● **Stated problem**: Update the lines below so that "suit" becomes "jacket" wherever it occurs, changing nothing else. Leave the pictures out of your answer.

Photo-based point labeling data
• • • • • • •

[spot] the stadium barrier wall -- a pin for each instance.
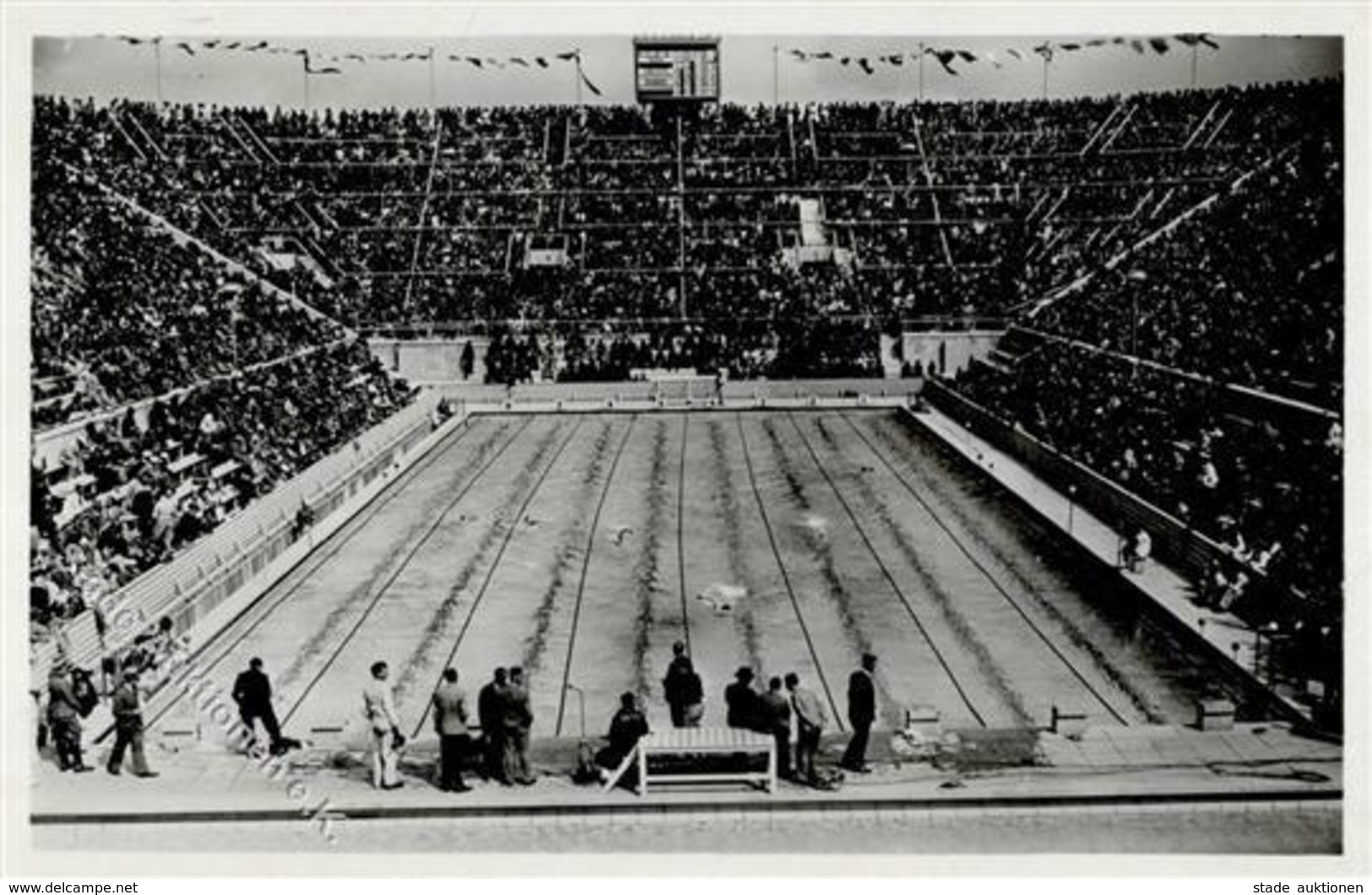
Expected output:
(219, 566)
(1174, 541)
(428, 361)
(946, 352)
(1102, 497)
(50, 443)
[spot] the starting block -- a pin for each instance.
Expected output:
(1214, 714)
(328, 737)
(921, 736)
(1068, 722)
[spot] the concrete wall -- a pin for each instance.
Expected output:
(219, 566)
(950, 352)
(430, 360)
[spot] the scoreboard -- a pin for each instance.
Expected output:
(669, 69)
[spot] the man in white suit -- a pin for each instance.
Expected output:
(379, 703)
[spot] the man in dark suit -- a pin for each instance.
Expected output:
(127, 726)
(490, 713)
(252, 693)
(450, 725)
(775, 721)
(862, 711)
(741, 700)
(684, 691)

• • • • • • •

● **Finished answer**:
[spot] the stadium barrier wall -- a pin for each instance.
Expected output:
(219, 566)
(1174, 541)
(428, 361)
(946, 352)
(1102, 497)
(50, 443)
[spot] the starting block -- a pin for each instance.
Expected output:
(1214, 714)
(328, 737)
(921, 736)
(1068, 722)
[spot] the concrete wall -- a pin for each instance.
Expected output:
(219, 566)
(950, 352)
(430, 360)
[spot] the scoreboard -- a pin for each instance.
Expected output:
(669, 69)
[spot] the man in white jacket -- a pin for each instance.
Expected output:
(379, 703)
[spot] the man in dark jacket -- a pin for each instance.
Expected output:
(127, 726)
(490, 713)
(252, 693)
(450, 725)
(775, 721)
(862, 711)
(741, 700)
(684, 691)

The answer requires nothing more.